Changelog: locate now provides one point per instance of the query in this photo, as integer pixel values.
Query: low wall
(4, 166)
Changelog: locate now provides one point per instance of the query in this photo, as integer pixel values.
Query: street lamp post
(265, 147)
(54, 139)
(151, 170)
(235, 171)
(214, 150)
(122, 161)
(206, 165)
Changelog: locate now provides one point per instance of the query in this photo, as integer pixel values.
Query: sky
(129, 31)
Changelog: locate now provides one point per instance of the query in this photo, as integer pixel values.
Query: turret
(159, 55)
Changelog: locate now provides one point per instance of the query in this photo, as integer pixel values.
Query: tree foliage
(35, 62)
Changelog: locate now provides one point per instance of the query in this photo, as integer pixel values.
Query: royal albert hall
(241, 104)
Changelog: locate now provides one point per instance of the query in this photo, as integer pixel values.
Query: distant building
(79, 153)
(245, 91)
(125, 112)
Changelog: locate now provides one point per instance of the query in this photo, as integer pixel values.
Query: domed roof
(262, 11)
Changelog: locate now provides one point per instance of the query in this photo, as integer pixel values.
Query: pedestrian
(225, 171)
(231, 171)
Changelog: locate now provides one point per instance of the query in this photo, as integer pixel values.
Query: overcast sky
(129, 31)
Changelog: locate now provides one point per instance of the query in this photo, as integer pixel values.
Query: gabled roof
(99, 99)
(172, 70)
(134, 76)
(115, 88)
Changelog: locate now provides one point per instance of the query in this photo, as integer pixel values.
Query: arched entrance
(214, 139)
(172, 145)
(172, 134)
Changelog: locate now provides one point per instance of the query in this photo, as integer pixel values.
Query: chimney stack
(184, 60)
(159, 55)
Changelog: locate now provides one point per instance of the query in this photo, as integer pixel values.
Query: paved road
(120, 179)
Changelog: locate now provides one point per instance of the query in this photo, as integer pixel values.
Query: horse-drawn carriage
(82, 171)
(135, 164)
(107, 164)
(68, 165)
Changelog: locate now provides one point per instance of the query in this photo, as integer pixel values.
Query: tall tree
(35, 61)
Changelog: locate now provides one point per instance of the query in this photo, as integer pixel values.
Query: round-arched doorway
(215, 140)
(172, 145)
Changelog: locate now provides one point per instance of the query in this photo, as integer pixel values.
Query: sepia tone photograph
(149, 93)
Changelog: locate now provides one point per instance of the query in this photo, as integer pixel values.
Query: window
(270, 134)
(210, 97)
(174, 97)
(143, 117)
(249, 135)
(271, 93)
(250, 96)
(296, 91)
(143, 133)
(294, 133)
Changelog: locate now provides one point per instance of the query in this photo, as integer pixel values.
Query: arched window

* * *

Task requirements: Please transcribe all of the entries precisely.

Written answer:
Changelog: locate now provides one point per instance of the query in this photo, as integer pixel values.
Query: low wall
(4, 166)
Changelog: locate now provides one point per instance of the query in this photo, as integer pixel values.
Query: street lamp post
(265, 147)
(54, 139)
(151, 170)
(235, 171)
(214, 150)
(122, 161)
(206, 165)
Changelog: locate now provides one point per instance of the query in this photo, as integer pixel values.
Query: sky
(129, 31)
Changelog: locate now provides one point per instance of the query in this photo, as integer pixel values.
Query: turret
(159, 55)
Changelog: locate now provides one point per instance of the query in this photo, as integer pixel values.
Query: tree foliage
(35, 62)
Changelog: locate now provides one point per instance of the query in this photo, as integer pixel values.
Query: royal albert hall
(241, 104)
Changelog: locate now provides one point per instance of the query in this photo, as integer pixel values.
Query: distant building
(79, 153)
(245, 91)
(125, 112)
Changelog: locate now provides one point per instance of the query in this photo, as integer pixel values.
Query: domed roof
(262, 11)
Changelog: locate now provides one point per instance of the query in this photo, as integer pixel values.
Query: pedestrian
(225, 171)
(231, 171)
Changelog: locate now provides one point per instance of the query in this photo, as integer pixel values.
Query: overcast sky
(129, 31)
Changelog: locate now provides one point per instance of the query in this photo, as integer pixel values.
Query: gabled roof
(99, 99)
(172, 70)
(134, 76)
(115, 88)
Changelog: locate now provides one point per instance of the query in this photo, as integer pixel values.
Query: arched entrance
(214, 139)
(172, 145)
(172, 134)
Changelog: locate now provides one point per instance of the query in this photo, as integer pixel values.
Query: chimney stack
(184, 60)
(159, 55)
Changelog: locate now provides one point per instance of the query in this photo, as integer pixel values.
Query: paved road
(120, 179)
Changelog: locate now provides one point per instance of the query in this photo, as integer pixel values.
Query: horse-drawn carriage
(82, 171)
(135, 164)
(107, 164)
(68, 165)
Changelog: locate now provides one point per instance of the query in this photo, as integer pixel values.
Query: tall tree
(35, 61)
Changelog: locate now provides one point per instance of the query in this photo, as integer pixel values.
Query: round-arched doorway
(215, 140)
(172, 145)
Changelog: locate now provides one point per instance of the query in this photo, as integer pixel values.
Query: sepia tone photograph
(149, 93)
Changelog: locate now provides one point per instance of the query in this photo, as integer pixel values.
Query: window
(270, 134)
(210, 97)
(174, 97)
(143, 117)
(249, 135)
(271, 93)
(250, 96)
(296, 91)
(143, 133)
(294, 133)
Changelog: locate now provides one point per instance of the query in this photo, as integer pixel values.
Query: arched window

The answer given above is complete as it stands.